Упор у Стругацких делается все же на борьбу – за всеобщее благоденствие и счастье, против недостатков, пережитков, «родимых пятен». Кроме того, определяющее свойство молодых магов, населяющих залы и лаборатории НИИЧАВО, – предпочтение работы развлечениям, т. е. преодоление «гедонизма». Люди коммунистического будущего у Стругацких часто отказываются от своего сокровенного и прихотливого, от «низа» и каприза, ради исполнения долга и «общественного созидания».
Подобное отношение к жизни не вызвало бы сочувствия ни у Кортасара, ни у его героев. Прежде всего, утопия аргентинца вообще не развернута в будущее, не привязана к всеобщему и унифицированному, пусть и идеальному, устроению общества. В его «видении», конечно, присутствовала мечта о жизни, свободной от политического насилия и социальной эксплуатации, от диктата потребительства и корысти, от «идолов рынка». Жизненный идеал писателя не привязан, однако, к какому-либо четко обозначенному общественному устройству. Догматически понимаемый коммунизм был ему чужд, и в романах Кортасара встречается немало колких выпадов по адресу Брежнева, Мао и прочих вождей-начетчиков из Москвы, Пекина или других мест.
От футурологического оптимизма в стиле Стругацких аргентинца отдаляло и отношение к труду. Гимнов работе, как высшей цели и ценности, от него не услышишь. Герои Кортасара все больше предпочитают заниматься тем, что приносит им радость, а если это невозможно – попросту бездельничать, «смотреть на облака», дурачиться… Лозунг обитателей Телемской обители (это, если кто не помнит, из Франсуа Рабле) «Делай, что хочешь!» служит для этих людей своего рода категорическим императивом. Впрочем, тому, что их увлекает, они отдаются с энтузиазмом, и этот подход вполне совместим с рефлексией молодого Маркса об «уничтожении труда», или, по крайней мере, о преодолении его разделения и отчуждения.

→ Описание задания: Перепишите из текста о Стругацких и Кортасаре всё, начиная со слов «От футурологического оптимизма» и вплоть до слов «разделения и отчуждения.» включительно.

→ Исходные строки:
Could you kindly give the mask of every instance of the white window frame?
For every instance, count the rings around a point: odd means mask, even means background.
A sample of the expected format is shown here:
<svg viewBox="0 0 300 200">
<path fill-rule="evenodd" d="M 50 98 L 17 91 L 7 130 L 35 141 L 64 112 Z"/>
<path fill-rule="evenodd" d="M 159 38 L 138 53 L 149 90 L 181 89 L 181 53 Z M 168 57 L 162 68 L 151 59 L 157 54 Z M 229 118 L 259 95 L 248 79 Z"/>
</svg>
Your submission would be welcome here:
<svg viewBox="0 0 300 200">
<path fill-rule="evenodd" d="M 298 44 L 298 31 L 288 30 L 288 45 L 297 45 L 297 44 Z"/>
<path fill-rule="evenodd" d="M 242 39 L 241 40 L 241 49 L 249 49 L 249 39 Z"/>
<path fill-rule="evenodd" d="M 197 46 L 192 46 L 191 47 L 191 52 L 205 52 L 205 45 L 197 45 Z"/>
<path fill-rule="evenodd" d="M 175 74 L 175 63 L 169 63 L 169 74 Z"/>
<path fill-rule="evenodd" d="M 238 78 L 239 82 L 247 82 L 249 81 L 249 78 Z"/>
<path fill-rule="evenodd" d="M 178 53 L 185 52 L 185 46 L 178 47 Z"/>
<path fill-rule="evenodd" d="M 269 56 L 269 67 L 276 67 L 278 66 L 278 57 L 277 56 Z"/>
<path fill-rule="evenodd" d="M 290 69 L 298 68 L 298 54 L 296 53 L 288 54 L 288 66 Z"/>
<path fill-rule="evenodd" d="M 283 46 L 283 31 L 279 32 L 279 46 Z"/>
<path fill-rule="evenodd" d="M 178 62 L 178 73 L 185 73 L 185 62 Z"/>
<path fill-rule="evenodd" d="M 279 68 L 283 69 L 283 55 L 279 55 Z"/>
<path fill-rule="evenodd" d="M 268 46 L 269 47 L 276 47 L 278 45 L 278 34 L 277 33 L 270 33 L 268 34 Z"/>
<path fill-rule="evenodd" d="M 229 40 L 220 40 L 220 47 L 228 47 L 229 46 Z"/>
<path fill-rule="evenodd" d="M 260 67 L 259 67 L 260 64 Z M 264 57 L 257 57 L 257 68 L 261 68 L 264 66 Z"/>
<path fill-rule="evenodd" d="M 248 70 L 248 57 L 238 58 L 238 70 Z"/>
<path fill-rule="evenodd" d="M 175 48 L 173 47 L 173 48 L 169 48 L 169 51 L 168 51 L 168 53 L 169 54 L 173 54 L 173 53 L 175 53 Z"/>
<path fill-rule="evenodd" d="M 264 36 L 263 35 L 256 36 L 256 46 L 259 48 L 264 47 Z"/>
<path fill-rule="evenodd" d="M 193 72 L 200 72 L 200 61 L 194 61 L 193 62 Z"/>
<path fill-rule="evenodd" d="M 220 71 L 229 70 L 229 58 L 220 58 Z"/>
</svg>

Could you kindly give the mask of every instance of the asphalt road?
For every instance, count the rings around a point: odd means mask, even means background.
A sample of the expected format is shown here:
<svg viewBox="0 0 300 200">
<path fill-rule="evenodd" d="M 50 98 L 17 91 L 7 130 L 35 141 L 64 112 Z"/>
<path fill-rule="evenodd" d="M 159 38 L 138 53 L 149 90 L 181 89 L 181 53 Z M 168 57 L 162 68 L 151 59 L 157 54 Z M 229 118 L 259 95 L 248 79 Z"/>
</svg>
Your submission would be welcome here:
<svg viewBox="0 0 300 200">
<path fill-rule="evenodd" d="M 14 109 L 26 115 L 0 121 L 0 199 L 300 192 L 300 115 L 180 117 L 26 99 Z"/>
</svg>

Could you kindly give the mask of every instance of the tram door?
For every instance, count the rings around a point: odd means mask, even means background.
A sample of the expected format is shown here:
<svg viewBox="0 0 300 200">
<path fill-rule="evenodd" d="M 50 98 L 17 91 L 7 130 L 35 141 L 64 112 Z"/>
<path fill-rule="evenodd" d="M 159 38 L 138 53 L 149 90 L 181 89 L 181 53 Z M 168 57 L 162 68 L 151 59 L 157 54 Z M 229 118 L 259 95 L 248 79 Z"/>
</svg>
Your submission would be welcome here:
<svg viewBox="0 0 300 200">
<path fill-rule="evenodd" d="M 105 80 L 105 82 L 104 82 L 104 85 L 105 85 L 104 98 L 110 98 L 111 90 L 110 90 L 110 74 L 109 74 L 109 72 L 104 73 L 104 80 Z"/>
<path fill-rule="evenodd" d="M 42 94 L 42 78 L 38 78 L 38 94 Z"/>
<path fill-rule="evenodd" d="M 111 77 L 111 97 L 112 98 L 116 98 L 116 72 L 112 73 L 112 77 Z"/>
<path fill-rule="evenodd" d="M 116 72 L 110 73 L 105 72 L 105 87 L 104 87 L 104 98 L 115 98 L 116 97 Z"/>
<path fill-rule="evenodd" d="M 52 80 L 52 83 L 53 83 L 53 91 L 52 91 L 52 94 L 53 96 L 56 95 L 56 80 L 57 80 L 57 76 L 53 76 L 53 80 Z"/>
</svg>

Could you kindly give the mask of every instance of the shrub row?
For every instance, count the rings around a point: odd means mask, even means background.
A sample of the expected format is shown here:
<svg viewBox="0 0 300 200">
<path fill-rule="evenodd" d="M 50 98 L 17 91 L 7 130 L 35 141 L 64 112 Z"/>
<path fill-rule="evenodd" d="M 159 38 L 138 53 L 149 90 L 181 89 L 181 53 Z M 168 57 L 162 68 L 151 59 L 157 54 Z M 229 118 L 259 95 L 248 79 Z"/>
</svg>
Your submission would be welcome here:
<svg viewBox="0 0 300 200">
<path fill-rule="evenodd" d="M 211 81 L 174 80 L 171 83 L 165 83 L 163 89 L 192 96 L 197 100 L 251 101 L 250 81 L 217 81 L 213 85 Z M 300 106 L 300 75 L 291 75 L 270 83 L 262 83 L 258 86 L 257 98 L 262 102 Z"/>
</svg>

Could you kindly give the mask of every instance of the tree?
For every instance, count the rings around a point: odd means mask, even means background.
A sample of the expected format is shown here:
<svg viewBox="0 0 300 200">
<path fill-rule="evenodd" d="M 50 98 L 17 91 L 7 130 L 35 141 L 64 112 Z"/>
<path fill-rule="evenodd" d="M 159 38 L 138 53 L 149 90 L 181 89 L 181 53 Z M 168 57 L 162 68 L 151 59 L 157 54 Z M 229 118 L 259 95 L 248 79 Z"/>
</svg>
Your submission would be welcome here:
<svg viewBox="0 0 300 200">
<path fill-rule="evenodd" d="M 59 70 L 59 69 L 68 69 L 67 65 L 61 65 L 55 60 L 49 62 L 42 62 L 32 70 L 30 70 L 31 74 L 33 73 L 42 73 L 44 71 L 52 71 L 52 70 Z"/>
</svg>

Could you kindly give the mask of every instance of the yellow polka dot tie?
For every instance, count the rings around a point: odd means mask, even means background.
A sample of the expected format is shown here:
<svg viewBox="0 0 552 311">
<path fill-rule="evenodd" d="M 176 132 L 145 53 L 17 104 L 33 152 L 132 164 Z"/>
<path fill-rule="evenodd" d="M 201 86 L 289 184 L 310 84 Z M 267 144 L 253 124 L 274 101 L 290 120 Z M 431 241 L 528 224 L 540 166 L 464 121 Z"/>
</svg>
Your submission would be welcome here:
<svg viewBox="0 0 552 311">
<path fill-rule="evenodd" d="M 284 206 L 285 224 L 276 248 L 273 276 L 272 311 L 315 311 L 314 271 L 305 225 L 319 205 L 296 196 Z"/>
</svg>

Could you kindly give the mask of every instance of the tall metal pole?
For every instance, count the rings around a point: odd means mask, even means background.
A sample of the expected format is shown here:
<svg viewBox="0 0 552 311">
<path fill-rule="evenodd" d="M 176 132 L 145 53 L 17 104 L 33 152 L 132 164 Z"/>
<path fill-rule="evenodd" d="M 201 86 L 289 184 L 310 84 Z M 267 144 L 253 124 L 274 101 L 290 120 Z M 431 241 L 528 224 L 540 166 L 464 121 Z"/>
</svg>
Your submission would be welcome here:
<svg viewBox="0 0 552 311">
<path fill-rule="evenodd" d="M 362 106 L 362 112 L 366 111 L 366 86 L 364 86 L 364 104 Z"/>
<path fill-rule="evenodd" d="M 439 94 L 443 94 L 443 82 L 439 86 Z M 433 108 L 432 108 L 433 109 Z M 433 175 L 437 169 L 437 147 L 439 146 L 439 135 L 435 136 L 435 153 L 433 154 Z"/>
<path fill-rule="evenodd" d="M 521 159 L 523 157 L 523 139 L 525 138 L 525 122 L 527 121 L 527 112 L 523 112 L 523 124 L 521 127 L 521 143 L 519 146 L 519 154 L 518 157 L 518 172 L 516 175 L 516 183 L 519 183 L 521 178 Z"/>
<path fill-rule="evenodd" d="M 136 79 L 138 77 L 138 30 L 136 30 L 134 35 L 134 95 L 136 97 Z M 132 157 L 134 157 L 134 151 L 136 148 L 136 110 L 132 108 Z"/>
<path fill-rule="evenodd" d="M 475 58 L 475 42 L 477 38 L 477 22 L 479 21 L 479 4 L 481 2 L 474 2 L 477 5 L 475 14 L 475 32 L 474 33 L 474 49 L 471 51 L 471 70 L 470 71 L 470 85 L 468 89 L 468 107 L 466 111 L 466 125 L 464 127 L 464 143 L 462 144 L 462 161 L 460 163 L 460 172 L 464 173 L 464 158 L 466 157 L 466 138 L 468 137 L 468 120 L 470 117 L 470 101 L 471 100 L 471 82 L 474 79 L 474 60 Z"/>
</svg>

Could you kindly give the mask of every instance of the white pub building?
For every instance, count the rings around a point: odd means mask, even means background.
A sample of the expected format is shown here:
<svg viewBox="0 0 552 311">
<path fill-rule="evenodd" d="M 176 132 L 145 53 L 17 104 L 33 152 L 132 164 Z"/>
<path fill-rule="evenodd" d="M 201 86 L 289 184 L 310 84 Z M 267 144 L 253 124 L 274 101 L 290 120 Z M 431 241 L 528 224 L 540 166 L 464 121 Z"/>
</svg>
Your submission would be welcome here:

→ Решение задачи:
От футурологического оптимизма в стиле Стругацких аргентинца отдаляло и отношение к труду. Гимнов работе, как высшей цели и ценности, от него не услышишь. Герои Кортасара все больше предпочитают заниматься тем, что приносит им радость, а если это невозможно – попросту бездельничать, «смотреть на облака», дурачиться… Лозунг обитателей Телемской обители (это, если кто не помнит, из Франсуа Рабле) «Делай, что хочешь!» служит для этих людей своего рода категорическим императивом. Впрочем, тому, что их увлекает, они отдаются с энтузиазмом, и этот подход вполне совместим с рефлексией молодого Маркса об «уничтожении труда», или, по крайней мере, о преодолении его разделения и отчуждения.